Direction A → Name every film title mentioned in the passage on film noir below.

++++ Text segment

Needless to say, the predilection for noir often but not always entails some condescending notion about what the movies used to be. Amidst a sea of weepies, here’s something modern and sexy. Noir buffs will pack the house for the most undistinguished, ‘re-discovered’ noir but steer clear of contemporaneous masterworks. Film noir, a term never used by its practitioners but applied liberally by critics and copyright holders, wouldn’t be such a frustrating conceptual framework were it a more productive one. The greatest noirs, it seems to me, are constricted, rather than made more legible, by that label. Sexual humiliation and moral degradation form the thematic heart of the genre, yet to simply pass off the pathetic scent of Scarlet Street as the apogee (or would it be nadir?) of noir pessimism seems to diminish the unique achievement of that picture. And even Kiss Me Deadly doesn’t approach the apocalyptic fatalism of Criss Cross, which ends with Burt Lancaster and Yvonne de Carlo escaping to the figurative edge of the earth—still unprotected, still ill at ease, still waiting only for death.

Reign of Terror, directed by Anthony Mann and photographed by John Alton, stands as a great noir that forces modern viewers to accept an even more elastic definition of that elusive style-genre. Unlike most noirs, Reign of Terror moves outside the city and outside the cynical present into the tortured anarchy of the past. Set in 1794, it’s a gloss on the French Revolution that turns the fall of Robespierre into the most rollicking string of outlandishness criminal episodes that Feuillade never made.

++++++++

Direction B → From the listing below, pick out each line containing the string "brick".

++++ Stored rows

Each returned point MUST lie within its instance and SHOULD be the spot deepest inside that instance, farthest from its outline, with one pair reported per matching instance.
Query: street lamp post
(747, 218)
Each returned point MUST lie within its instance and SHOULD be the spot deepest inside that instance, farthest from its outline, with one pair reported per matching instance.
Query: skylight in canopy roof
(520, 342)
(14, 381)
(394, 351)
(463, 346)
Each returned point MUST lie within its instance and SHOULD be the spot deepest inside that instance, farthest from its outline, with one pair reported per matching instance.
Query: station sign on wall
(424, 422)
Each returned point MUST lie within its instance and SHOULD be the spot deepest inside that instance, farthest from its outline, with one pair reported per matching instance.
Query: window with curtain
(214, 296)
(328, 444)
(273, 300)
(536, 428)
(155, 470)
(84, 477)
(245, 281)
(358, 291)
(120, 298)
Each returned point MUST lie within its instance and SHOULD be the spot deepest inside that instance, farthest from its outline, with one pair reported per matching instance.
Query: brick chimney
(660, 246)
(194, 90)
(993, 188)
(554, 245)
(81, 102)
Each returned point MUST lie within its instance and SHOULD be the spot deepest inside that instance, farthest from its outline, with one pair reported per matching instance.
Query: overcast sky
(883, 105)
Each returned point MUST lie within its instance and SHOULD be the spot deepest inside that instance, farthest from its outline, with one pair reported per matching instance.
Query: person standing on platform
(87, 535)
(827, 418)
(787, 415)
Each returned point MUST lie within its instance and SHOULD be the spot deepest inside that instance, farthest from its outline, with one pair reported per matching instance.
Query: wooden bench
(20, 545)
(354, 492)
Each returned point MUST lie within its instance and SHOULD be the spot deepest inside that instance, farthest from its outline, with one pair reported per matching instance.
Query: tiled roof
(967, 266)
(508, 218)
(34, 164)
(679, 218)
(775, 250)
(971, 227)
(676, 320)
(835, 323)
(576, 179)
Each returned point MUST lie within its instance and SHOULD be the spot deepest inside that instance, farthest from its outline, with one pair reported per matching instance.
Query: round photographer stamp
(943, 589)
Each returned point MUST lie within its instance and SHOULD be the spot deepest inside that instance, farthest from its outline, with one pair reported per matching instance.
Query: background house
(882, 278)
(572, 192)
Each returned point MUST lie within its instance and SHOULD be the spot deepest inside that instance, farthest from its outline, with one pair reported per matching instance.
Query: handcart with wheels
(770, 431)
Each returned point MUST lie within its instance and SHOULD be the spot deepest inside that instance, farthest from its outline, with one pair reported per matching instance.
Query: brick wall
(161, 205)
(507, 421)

++++++++

Full response A → Scarlet Street, Kiss Me Deadly, Criss Cross, Reign of Terror

Full response B →
Query: brick chimney
Query: brick wall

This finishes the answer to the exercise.